SOURCE EXCERPT:
-- BEGIN --

By Rick Hampson, USA Today, Jan. 2, 2014
Homicide in America last year was a tale of two cities: those where it plummeted and those where it soared.
Murder declined in some places with which it was once (sometimes recently) synonymous, such as Chicago (down 17% from 2012), Philadelphia (down 25%), Los Angeles (16%) and New York (20%).
Chicago's total was the lowest since 1965, Philadelphia's the lowest since 1967, L.A.'s the lowest since 1966. New York logged the lowest total at least since 1963, when its current system of keeping records was established.
Homicides declined in some of the nation's most troubled cities, including bankrupt Detroit (from 386 to 333) and Camden, N.J. (from 67 to 57), where the local police department was dissolved and replaced by a regional force.

-- END --

Dataset items:
-- BEGIN --

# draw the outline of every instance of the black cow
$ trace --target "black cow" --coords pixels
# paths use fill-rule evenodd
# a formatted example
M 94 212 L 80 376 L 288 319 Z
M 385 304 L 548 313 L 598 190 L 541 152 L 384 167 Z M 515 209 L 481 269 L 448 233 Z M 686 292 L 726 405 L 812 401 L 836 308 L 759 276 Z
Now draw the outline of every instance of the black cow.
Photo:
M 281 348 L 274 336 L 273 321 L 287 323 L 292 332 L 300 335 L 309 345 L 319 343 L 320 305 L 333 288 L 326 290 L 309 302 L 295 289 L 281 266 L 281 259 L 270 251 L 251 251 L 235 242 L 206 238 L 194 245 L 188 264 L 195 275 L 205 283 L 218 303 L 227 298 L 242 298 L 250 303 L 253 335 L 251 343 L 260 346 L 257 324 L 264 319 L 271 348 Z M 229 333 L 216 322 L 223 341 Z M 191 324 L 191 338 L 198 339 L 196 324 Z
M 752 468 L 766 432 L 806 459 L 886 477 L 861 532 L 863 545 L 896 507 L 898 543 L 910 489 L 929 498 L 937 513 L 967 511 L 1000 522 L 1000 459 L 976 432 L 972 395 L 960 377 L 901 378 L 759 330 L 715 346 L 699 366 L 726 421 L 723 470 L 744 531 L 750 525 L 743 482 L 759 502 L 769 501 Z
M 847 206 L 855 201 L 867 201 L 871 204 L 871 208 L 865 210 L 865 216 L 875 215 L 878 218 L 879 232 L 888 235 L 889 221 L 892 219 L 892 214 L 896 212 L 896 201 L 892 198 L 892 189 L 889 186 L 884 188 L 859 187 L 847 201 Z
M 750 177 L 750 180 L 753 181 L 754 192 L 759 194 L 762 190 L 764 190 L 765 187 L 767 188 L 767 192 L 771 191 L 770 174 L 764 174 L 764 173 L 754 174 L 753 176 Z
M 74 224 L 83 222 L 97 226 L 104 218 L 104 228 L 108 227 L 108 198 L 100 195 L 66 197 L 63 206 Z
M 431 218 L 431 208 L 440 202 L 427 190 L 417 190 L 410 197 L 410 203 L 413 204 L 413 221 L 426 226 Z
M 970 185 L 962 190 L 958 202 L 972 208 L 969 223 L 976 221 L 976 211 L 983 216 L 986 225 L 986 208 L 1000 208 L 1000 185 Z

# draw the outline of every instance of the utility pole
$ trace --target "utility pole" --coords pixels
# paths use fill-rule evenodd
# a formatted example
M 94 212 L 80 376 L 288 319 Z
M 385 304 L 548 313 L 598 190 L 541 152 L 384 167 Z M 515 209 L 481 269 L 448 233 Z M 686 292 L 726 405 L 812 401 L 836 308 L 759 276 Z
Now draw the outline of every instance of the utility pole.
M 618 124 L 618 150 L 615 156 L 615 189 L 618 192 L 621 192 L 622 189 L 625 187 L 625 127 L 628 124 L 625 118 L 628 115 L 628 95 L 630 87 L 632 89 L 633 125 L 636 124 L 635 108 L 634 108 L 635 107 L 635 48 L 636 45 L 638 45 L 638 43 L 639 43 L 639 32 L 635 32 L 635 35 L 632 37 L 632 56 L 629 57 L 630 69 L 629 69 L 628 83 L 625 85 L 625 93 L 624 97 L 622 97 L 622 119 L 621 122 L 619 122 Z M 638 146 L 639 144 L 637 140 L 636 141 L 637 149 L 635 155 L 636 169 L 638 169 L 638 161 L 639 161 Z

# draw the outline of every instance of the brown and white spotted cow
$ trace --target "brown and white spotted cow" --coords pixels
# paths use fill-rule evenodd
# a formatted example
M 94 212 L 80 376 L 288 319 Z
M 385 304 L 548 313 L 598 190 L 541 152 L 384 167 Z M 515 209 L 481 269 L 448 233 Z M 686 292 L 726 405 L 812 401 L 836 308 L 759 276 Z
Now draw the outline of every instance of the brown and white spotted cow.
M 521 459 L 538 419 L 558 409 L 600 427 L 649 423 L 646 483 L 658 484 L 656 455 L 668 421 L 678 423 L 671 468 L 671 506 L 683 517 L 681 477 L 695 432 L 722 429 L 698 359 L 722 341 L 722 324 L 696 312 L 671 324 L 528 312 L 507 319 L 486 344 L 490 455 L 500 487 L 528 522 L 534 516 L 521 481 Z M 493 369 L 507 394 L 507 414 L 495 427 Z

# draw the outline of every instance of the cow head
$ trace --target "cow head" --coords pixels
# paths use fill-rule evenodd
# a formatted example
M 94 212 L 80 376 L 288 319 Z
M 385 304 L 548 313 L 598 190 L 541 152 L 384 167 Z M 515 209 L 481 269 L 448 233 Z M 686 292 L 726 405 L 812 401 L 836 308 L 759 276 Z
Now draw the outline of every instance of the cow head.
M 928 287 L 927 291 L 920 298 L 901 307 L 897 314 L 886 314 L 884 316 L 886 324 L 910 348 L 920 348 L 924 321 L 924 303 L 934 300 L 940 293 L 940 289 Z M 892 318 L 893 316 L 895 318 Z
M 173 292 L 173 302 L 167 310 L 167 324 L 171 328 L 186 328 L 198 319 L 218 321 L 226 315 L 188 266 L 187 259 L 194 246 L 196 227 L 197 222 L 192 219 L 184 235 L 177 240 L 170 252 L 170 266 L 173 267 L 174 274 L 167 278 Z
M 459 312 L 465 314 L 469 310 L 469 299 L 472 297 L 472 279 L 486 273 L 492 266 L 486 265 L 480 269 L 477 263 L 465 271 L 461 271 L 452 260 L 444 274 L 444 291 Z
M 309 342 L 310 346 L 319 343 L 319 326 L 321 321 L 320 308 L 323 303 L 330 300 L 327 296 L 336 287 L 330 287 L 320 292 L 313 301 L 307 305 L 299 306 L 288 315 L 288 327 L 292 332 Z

-- END --

SHORT TASK 1: According to the homicide article, what replaced the local police department in Camden, N.J.?
SHORT TASK 2: In the listing, quote the lines from the one containing "# draw the outline of every instance of the utility" up to and including the one containing "Now draw the outline of every instance of the utility".
The homicide article and the listing come from unrelated sources.

REPLY 1: A regional force.

REPLY 2:
# draw the outline of every instance of the utility pole
$ trace --target "utility pole" --coords pixels
# paths use fill-rule evenodd
# a formatted example
M 94 212 L 80 376 L 288 319 Z
M 385 304 L 548 313 L 598 190 L 541 152 L 384 167 Z M 515 209 L 481 269 L 448 233 Z M 686 292 L 726 405 L 812 401 L 836 308 L 759 276 Z
Now draw the outline of every instance of the utility pole.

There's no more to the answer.